What tends to be the first indication of breaches? It's one thing to do a forensic analysis after learning of a breach, and it's another to detect it in the first place.

I worked at a company that logged every single SQL query and made a rule set based on that. May not of been the most efficient but it worked great. There was basically a whitelist of sorts and if the query structure wasn’t in there then action taken. Also worked by knowing what queries came in what order when doing certain things.

This sounds a lot like an IDS for SQL. I've worked with government agencies that focus very heavily on IDS in firewall systems.

SO not only do they catch attacks early, in the perimiter network, but they also often block legitimate traffic and handle such cases regularly.

But it's a default deny policy so that comes with. It also costs a ton of money for the best IDS solutions. I believe it comes from companies like Checkpoint, Cisco and Symantec.

What tooling did you use to audit queries?

Not parent but it reads like they wrote their own (presumably driven by DB server log data with query logging enabled).

Mostly, Troy Hunt e-mailing clueless companies saying "Hey, this data breach I got sent seems to check out as real, at least a few of the users in it have validated that's currently or recently been their $company website credential to me."

(Only mostly joking...)

I’ve done a few small IR jobs in my time, and also have a hobby of reading every breach report that comes out.

It seems the vast majority of breach discovery amongst typical companies is an engineer going “hrmm that’s odd”: a router at 100% CPU because it’s currently part of a DDoS attack. A DBA noticing a huge query they don’t recall running. Unusual login times for administrative accounts. Having email systems sinkholed for sending spam. And of course “all my files are encrypted?”

It depends on attack surface and what tooling you already have in place. But for example:

> Finding suspicious outbound network activity


Interesting that this message is being delivered by the VP of Engineering rather than a VP of Security or another more security focused counterpart with a sufficiently senior title. Wonder if SO has an in house security team with management and executive representation?

Reflecting on this, I wonder if a PaaS solution that is a "vault" of confidential information would be a good thing.

Similar to how Stripe handles payments with a token, we could all store tokens for User information (eg the Id) and query the vault (or operate on the vault, eg, validate login, or return email, etc) using keys.

The service could be hardened (like Stripe) to ensure the data is stored securely, and detect ex-filtration attempts (eg, queries for multiple customers at once being abnormal) and automatically block that.

You've just invented from first principles Single Sign On, OAuth, SAML, and Identity Providers.

You can rent it from AWS, of course. It's called Cognito.


You can also offload that responsibility for user data/credentials to Google/Facebook et al as you see many places with "Login with Facebook", making your users pay in privacy-invasion instead of bearing the burden of properly securing your user's PII yourself...

Mozilla Persona was deaigned so "the identity provider does not know which website the user is identifying on." But it did nto catch on.

• **Written instruction A**: In the breach-detection thread, what is the name of the AWS service that offers identity handling?
• **Written instruction B**: Write what comes next in the breach-detection thread, picking up after its final line.
The listing that comes next has no connection to the breach-detection thread.

• **Raw data**:
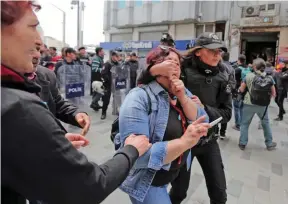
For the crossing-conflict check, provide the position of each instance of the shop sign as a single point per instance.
(259, 21)
(137, 45)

• **Reply A**: Cognito.

• **Reply B**:
As a user, it seemed like "so i need to login to Google on Mozilla.org... it's just a wrapper for my Gmail and/or Mozilla account?"

Not just a privacy invasion but also a single point of failure/an account shutdown.

This is a great idea and someone should do it.

Specialize in storing personal data (name, address etc.)

Provide APIs that only allow gentle exfiltration of data. e.g. < 10K queries per minute/hour/day whatever.

Have alternate paths (e.g. manual procedures) when greater volumes are required (e.g. for disaster recovery testing).

Then get it audited to death by some serious security firms.

Would this be something companies would pay for?

A FAANG wouldn't, but a corporate building e.g. a second-tier system holding customer data might.

Off-topic, but why is there no M in FAANG?

Rejected due to poor culture fit.

The term was originally coined in order to talk about stock price behavior.

There's a group out of the University of Warwick that's trying to commercialize a similar idea.


Like azure Key Vault? I’m sure AWS and google have something similar.

Or host your own by using Hashicorp Vault.

A single target for all gangsters on the planet? A convenient one-stop-shop, as opposed to having to penetrate multiple different services with vastly different technology stacks and protections and to then normalize data stored in a multitude of different formats? Sounds great, for attackers.

Wouldn't this really just turn into a database as a service?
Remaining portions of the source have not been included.